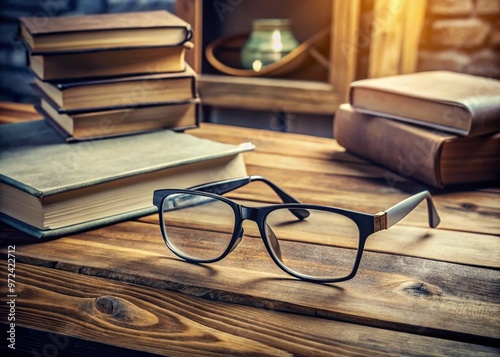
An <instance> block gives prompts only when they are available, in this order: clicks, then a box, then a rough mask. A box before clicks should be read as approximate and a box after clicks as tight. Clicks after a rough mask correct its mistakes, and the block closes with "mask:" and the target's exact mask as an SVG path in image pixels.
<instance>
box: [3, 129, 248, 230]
mask: <svg viewBox="0 0 500 357" xmlns="http://www.w3.org/2000/svg"><path fill="white" fill-rule="evenodd" d="M252 149H253V145H251V144H249V143H247V144H242V145H230V144H223V143H219V142H216V141H211V140H207V139H201V138H197V137H195V136H192V135H189V134H186V133H176V132H174V131H170V130H163V131H158V132H153V133H147V134H140V135H134V136H124V137H119V138H111V139H104V140H93V141H85V142H79V143H74V144H71V145H69V144H67V143H66V141H64V140H63V139H62V138H61V137H60V136H59V135H58V134H57V133H56V132H55V131H54V130H53V129H52V127H51V126H50V125H49V124H47V123H46V121H44V120H35V121H30V122H24V123H17V124H5V125H1V126H0V220H1V221H3V222H6V223H8V224H10V225H12V226H14V227H15V228H17V229H20V230H22V231H24V232H26V233H28V234H31V235H33V236H35V237H38V238H43V237H45V238H49V237H52V238H54V237H58V236H61V235H66V234H71V233H75V232H79V231H81V230H86V229H91V228H96V227H100V226H102V225H105V224H110V223H114V222H119V221H122V220H126V219H131V218H137V217H140V216H144V215H148V214H152V213H154V212H156V208H155V207H154V206H153V204H152V198H153V191H154V190H156V189H161V188H186V187H190V186H194V185H198V184H201V183H204V182H210V181H215V180H220V179H229V178H235V177H241V176H245V175H246V168H245V164H244V160H243V156H242V152H244V151H247V150H252Z"/></svg>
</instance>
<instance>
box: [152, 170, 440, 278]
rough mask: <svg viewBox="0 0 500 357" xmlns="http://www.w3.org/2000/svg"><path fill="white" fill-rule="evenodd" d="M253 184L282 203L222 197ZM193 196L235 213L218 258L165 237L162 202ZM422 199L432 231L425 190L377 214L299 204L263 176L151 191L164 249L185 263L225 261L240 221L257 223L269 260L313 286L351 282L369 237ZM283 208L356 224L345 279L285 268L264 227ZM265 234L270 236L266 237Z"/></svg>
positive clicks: (361, 256)
mask: <svg viewBox="0 0 500 357" xmlns="http://www.w3.org/2000/svg"><path fill="white" fill-rule="evenodd" d="M255 181H260V182H264V183H266V184H267V185H268V186H269V187H270V188H271V189H273V191H274V192H276V194H277V195H278V196H279V197H280V198H281V200H282V201H283V203H282V204H272V205H266V206H262V207H248V206H245V205H241V204H238V203H236V202H234V201H233V200H231V199H228V198H227V197H223V196H221V195H222V194H224V193H227V192H230V191H233V190H235V189H238V188H240V187H243V186H245V185H246V184H248V183H250V182H255ZM192 193H196V194H198V195H201V196H205V197H211V198H214V199H217V200H220V201H222V202H225V203H226V204H228V205H229V206H230V207H231V208H232V210H233V212H234V217H235V219H234V227H233V232H232V236H231V239H230V241H229V244H228V247H227V248H226V250H225V251H224V252H223V253H222V254H221V255H220V256H219V257H217V258H213V259H196V258H193V257H190V256H187V255H185V254H183V253H182V252H179V251H178V250H177V249H176V248H175V247H174V246H173V245H172V244H170V242H169V240H168V235H167V232H166V230H165V222H164V218H163V208H162V207H163V203H164V200H165V199H166V198H167V197H168V196H169V195H171V194H192ZM424 199H425V200H426V201H427V208H428V216H429V225H430V226H431V227H433V228H435V227H437V226H438V224H439V222H440V218H439V215H438V213H437V211H436V209H435V206H434V203H433V201H432V198H431V195H430V193H429V192H428V191H422V192H420V193H417V194H415V195H413V196H411V197H409V198H407V199H405V200H403V201H401V202H399V203H398V204H396V205H394V206H392V207H391V208H389V209H387V210H384V211H380V212H378V213H376V214H369V213H363V212H357V211H352V210H347V209H343V208H337V207H331V206H324V205H315V204H304V203H301V202H299V201H298V200H296V199H295V198H293V197H292V196H290V195H289V194H288V193H286V192H285V191H284V190H282V189H281V188H279V187H278V186H277V185H275V184H274V183H272V182H271V181H269V180H267V179H266V178H264V177H262V176H248V177H243V178H237V179H231V180H223V181H216V182H210V183H207V184H203V185H199V186H195V187H191V188H188V189H162V190H156V191H154V194H153V204H154V205H155V206H156V207H157V208H158V213H159V220H160V228H161V232H162V236H163V240H164V241H165V244H166V245H167V247H168V248H169V249H170V250H171V251H172V252H173V253H174V254H175V255H177V256H178V257H180V258H182V259H184V260H186V261H188V262H191V263H199V264H204V263H214V262H217V261H219V260H222V259H224V258H225V257H226V256H227V255H228V254H229V253H231V252H232V251H233V250H234V249H235V248H236V246H237V245H238V243H239V242H240V241H241V239H242V237H243V228H242V225H243V221H245V220H251V221H254V222H255V223H256V224H257V226H258V228H259V232H260V235H261V238H262V240H263V242H264V246H265V247H266V250H267V251H268V253H269V255H270V256H271V258H272V260H273V261H274V263H275V264H276V265H277V266H278V267H280V268H281V269H282V270H283V271H284V272H286V273H287V274H290V275H291V276H294V277H296V278H298V279H301V280H305V281H310V282H316V283H334V282H341V281H346V280H349V279H352V278H353V277H354V276H355V275H356V273H357V271H358V268H359V265H360V263H361V258H362V255H363V251H364V247H365V243H366V240H367V239H368V237H369V236H370V235H372V234H373V233H375V232H378V231H380V230H383V229H387V228H389V227H391V226H393V225H394V224H396V223H398V222H399V221H400V220H402V219H403V218H404V217H406V216H407V215H408V214H409V213H410V212H411V211H413V209H414V208H415V207H416V206H418V204H419V203H420V202H422V201H423V200H424ZM284 208H285V209H288V210H290V212H291V213H293V214H294V215H295V216H296V217H297V218H298V219H305V218H307V216H308V215H309V211H308V210H313V209H314V210H320V211H326V212H332V213H336V214H339V215H342V216H345V217H347V218H349V219H351V220H352V221H353V222H354V223H355V224H356V226H357V227H358V231H359V242H358V250H357V253H356V258H355V262H354V265H353V268H352V271H351V273H349V274H348V275H346V276H344V277H337V278H317V277H314V276H309V275H305V274H301V273H298V272H296V271H294V270H292V269H290V268H288V267H287V266H286V265H284V264H283V263H282V262H281V260H280V258H279V255H280V252H279V243H278V242H277V240H276V237H273V235H274V234H273V232H272V229H270V227H269V226H267V227H266V224H265V223H266V218H267V216H268V215H269V214H270V213H271V212H273V211H275V210H278V209H284ZM266 228H267V232H266ZM268 232H269V233H270V234H268Z"/></svg>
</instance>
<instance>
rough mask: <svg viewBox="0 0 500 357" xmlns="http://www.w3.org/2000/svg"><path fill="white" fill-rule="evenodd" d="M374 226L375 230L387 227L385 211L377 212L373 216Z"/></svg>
mask: <svg viewBox="0 0 500 357" xmlns="http://www.w3.org/2000/svg"><path fill="white" fill-rule="evenodd" d="M373 227H374V230H375V232H378V231H381V230H382V229H387V213H386V212H384V211H381V212H378V213H375V215H374V216H373Z"/></svg>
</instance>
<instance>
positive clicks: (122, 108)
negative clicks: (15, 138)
mask: <svg viewBox="0 0 500 357" xmlns="http://www.w3.org/2000/svg"><path fill="white" fill-rule="evenodd" d="M19 24H20V26H19V34H20V37H21V39H22V40H23V42H24V43H25V44H26V46H27V48H28V51H29V55H28V60H29V67H30V69H31V70H32V71H33V73H34V74H35V81H34V86H35V87H36V89H37V90H38V91H39V92H40V94H41V100H40V103H39V105H38V110H39V111H40V112H41V113H42V114H43V115H44V116H45V117H46V119H47V120H48V121H50V122H51V124H52V125H54V127H55V128H57V129H58V130H59V131H60V132H61V133H62V134H63V135H64V136H65V137H66V138H67V140H68V141H73V140H89V139H97V138H104V137H109V136H116V135H125V134H134V133H139V132H147V131H152V130H158V129H163V128H171V129H175V130H179V131H182V130H185V129H190V128H195V127H197V126H198V125H199V121H200V103H199V99H198V93H197V84H196V76H195V73H194V71H193V70H192V69H191V68H190V67H189V65H187V64H186V63H185V61H184V55H185V51H186V49H187V48H189V47H191V46H192V44H191V43H190V42H188V41H189V39H190V38H191V33H192V30H191V27H190V25H189V24H188V23H186V22H185V21H183V20H182V19H180V18H179V17H177V16H175V15H173V14H171V13H169V12H167V11H149V12H131V13H122V14H99V15H86V16H68V17H53V18H45V19H43V23H42V21H41V19H40V18H33V17H22V18H20V19H19Z"/></svg>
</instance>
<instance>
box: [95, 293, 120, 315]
mask: <svg viewBox="0 0 500 357" xmlns="http://www.w3.org/2000/svg"><path fill="white" fill-rule="evenodd" d="M95 305H96V308H97V310H99V311H100V312H102V313H103V314H108V315H113V314H115V313H117V312H118V311H119V310H120V302H119V301H118V300H116V299H115V298H114V297H112V296H100V297H98V298H96V299H95Z"/></svg>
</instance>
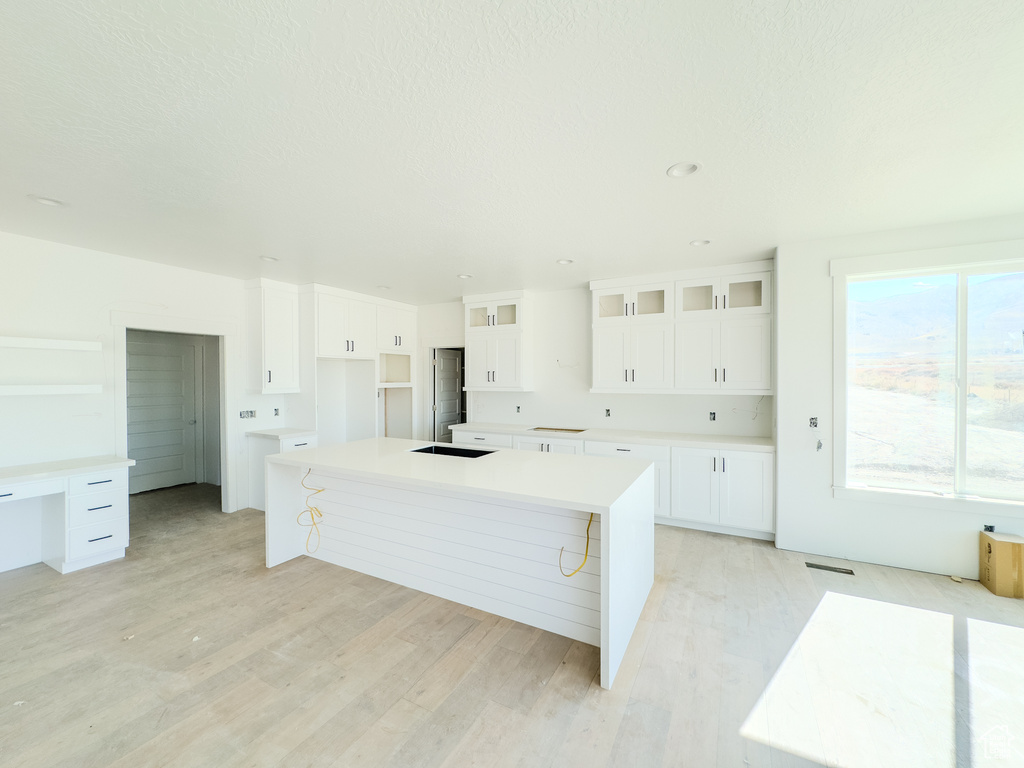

####

# What the task requires:
Looking at the entries above, can you reproduce exactly the lines from the one that holds "box: [3, 129, 248, 230]" through the one that holds "box: [152, 170, 440, 278]", and only those?

# Output of the exercise:
box: [3, 129, 248, 230]
mask: <svg viewBox="0 0 500 357" xmlns="http://www.w3.org/2000/svg"><path fill="white" fill-rule="evenodd" d="M252 149H253V145H251V144H249V143H247V144H242V145H230V144H223V143H219V142H216V141H211V140H207V139H201V138H197V137H195V136H192V135H189V134H186V133H176V132H174V131H170V130H163V131H158V132H153V133H147V134H140V135H134V136H124V137H119V138H111V139H104V140H93V141H85V142H79V143H74V144H71V145H69V144H67V143H66V141H64V140H63V139H62V138H61V137H60V136H59V135H58V134H57V133H56V132H55V131H54V130H53V129H52V127H51V126H50V125H49V124H47V123H46V121H44V120H35V121H30V122H24V123H17V124H5V125H1V126H0V220H1V221H3V222H6V223H8V224H10V225H12V226H14V227H15V228H17V229H20V230H22V231H24V232H26V233H28V234H31V235H33V236H35V237H38V238H43V237H45V238H49V237H52V238H54V237H58V236H61V235H66V234H71V233H75V232H79V231H81V230H86V229H91V228H96V227H100V226H102V225H105V224H110V223H114V222H119V221H122V220H126V219H131V218H137V217H140V216H144V215H148V214H152V213H154V212H156V208H155V207H154V206H153V204H152V198H153V191H154V190H156V189H161V188H186V187H190V186H194V185H198V184H201V183H204V182H210V181H215V180H220V179H229V178H235V177H241V176H245V175H246V168H245V164H244V160H243V156H242V152H244V151H247V150H252Z"/></svg>
</instance>
<instance>
box: [152, 170, 440, 278]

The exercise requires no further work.